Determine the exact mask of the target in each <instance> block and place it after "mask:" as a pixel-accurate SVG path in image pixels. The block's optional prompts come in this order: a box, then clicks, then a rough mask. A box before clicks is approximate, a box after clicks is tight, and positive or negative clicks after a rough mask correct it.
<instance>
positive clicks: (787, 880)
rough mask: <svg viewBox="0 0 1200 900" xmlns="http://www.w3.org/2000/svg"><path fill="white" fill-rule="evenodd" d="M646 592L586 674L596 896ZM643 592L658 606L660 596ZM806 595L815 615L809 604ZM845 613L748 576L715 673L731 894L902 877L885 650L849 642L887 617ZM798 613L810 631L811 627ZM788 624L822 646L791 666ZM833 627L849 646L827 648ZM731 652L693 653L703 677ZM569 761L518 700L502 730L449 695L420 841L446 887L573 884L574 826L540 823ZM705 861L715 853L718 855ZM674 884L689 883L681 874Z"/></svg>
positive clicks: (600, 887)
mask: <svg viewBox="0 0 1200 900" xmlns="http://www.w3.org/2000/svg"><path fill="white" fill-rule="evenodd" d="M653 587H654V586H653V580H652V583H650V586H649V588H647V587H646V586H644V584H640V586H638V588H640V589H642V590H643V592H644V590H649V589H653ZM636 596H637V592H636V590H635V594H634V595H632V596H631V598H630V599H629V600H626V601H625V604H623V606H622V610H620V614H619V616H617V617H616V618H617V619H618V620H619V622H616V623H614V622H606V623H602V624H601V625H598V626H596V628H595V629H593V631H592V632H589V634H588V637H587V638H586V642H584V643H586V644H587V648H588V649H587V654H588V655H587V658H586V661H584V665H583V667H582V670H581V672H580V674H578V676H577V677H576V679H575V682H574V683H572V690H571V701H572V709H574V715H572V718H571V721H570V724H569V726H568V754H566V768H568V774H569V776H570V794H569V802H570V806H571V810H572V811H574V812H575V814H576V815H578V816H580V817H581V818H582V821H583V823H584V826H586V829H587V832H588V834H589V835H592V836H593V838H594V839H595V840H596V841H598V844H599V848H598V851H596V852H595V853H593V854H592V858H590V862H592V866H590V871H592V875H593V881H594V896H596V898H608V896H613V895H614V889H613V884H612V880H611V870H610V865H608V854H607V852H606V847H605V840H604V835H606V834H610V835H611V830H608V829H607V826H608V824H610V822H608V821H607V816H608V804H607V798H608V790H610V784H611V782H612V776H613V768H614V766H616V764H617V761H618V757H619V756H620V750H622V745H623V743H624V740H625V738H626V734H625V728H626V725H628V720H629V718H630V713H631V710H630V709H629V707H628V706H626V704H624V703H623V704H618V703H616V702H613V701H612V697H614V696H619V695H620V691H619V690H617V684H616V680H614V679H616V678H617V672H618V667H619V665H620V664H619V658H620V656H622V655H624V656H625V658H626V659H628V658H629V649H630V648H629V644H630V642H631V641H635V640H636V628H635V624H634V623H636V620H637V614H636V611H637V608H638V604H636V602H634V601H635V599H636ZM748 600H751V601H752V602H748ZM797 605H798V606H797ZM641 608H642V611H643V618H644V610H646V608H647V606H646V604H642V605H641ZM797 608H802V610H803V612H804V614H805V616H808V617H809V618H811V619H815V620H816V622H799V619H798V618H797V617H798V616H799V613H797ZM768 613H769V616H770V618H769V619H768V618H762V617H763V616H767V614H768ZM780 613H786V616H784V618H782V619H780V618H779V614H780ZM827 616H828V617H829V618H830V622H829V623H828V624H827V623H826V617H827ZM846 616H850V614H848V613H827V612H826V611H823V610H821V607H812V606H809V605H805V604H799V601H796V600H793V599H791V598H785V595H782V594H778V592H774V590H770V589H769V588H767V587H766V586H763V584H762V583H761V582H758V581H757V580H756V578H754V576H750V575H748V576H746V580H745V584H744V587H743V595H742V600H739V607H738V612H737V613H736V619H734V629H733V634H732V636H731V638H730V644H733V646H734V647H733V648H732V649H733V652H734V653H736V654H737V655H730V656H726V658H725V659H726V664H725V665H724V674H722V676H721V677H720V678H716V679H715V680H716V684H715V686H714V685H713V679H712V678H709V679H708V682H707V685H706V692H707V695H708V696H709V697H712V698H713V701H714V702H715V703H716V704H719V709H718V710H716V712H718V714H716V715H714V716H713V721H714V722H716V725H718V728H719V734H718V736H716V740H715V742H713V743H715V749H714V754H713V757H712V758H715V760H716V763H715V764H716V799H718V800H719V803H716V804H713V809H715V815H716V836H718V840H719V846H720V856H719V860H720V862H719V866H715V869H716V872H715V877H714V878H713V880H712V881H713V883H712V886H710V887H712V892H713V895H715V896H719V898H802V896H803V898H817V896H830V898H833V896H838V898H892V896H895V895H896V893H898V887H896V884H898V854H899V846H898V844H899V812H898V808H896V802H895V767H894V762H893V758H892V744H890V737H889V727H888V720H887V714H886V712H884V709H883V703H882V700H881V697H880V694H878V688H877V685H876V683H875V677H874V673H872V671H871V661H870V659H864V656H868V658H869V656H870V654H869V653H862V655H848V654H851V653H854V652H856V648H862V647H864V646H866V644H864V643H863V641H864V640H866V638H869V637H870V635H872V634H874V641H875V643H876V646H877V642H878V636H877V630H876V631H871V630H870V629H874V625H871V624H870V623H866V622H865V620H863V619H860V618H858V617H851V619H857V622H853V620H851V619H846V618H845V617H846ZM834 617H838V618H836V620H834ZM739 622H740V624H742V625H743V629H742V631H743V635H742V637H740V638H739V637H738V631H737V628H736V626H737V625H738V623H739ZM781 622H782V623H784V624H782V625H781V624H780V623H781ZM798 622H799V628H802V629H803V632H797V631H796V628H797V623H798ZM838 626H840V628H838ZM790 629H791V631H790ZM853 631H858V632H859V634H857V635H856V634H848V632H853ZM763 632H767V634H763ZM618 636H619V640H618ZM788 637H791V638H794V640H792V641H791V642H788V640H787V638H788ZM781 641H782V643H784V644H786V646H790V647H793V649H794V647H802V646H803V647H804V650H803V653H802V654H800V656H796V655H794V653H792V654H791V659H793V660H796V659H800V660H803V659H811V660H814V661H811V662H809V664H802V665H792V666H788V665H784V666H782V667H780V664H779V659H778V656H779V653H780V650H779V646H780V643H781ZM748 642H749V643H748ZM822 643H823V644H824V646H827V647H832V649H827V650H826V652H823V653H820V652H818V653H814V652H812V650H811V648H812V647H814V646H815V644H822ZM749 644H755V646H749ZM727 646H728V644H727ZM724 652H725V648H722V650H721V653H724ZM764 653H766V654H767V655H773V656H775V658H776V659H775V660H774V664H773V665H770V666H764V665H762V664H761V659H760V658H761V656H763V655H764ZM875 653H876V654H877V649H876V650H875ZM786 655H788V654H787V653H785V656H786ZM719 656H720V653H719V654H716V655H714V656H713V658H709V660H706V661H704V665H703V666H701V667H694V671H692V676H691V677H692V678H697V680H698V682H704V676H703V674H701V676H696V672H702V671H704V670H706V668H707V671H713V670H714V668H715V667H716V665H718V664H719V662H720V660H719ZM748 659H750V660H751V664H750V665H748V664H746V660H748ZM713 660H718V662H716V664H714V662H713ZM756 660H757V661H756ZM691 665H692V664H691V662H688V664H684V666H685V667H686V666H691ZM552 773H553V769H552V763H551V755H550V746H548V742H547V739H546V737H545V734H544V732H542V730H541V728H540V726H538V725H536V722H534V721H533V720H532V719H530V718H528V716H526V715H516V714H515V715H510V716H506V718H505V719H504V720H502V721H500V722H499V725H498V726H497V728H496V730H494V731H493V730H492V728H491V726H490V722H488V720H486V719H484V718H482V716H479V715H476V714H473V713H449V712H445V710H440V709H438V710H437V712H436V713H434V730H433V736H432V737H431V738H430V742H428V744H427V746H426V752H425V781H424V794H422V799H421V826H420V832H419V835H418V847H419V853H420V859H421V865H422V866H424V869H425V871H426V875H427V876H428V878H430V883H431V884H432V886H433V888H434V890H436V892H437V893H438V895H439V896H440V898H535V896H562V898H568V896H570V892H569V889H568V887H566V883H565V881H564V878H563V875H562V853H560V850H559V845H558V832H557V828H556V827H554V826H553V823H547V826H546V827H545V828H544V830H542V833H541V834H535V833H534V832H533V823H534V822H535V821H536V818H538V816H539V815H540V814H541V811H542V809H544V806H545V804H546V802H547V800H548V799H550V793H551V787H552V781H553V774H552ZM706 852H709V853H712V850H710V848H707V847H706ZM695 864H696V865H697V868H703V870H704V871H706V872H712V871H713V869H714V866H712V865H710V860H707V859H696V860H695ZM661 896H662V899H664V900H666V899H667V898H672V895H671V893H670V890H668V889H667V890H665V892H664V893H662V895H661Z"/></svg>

• **Task to carry out**: Convert the material from its start through the line containing "positive clicks: (600, 887)" into a numbered list, one item per line and blank lines omitted.

• **Answer space**:
1. Determine the exact mask of the target in each <instance> block and place it after "mask:" as a pixel-accurate SVG path in image pixels. The block's optional prompts come in this order: a box, then clicks, then a rough mask. A box before clicks is approximate, a box after clicks is tight, and positive or negative clicks after a rough mask correct it.
2. <instance>
3. positive clicks: (787, 880)
4. rough mask: <svg viewBox="0 0 1200 900" xmlns="http://www.w3.org/2000/svg"><path fill="white" fill-rule="evenodd" d="M646 592L586 674L596 896ZM643 592L658 606L660 596ZM806 595L815 615L809 604ZM845 613L748 576L715 673L731 894L902 877L885 650L849 642L887 617ZM798 613L810 631L811 627ZM788 624L822 646L791 666ZM833 627L849 646L827 648ZM731 652L693 653L703 677ZM569 761L518 700L502 730L449 695L420 841L446 887L573 884L574 826L540 823ZM705 861L715 853L718 855ZM674 884L689 883L681 874Z"/></svg>
5. positive clicks: (600, 887)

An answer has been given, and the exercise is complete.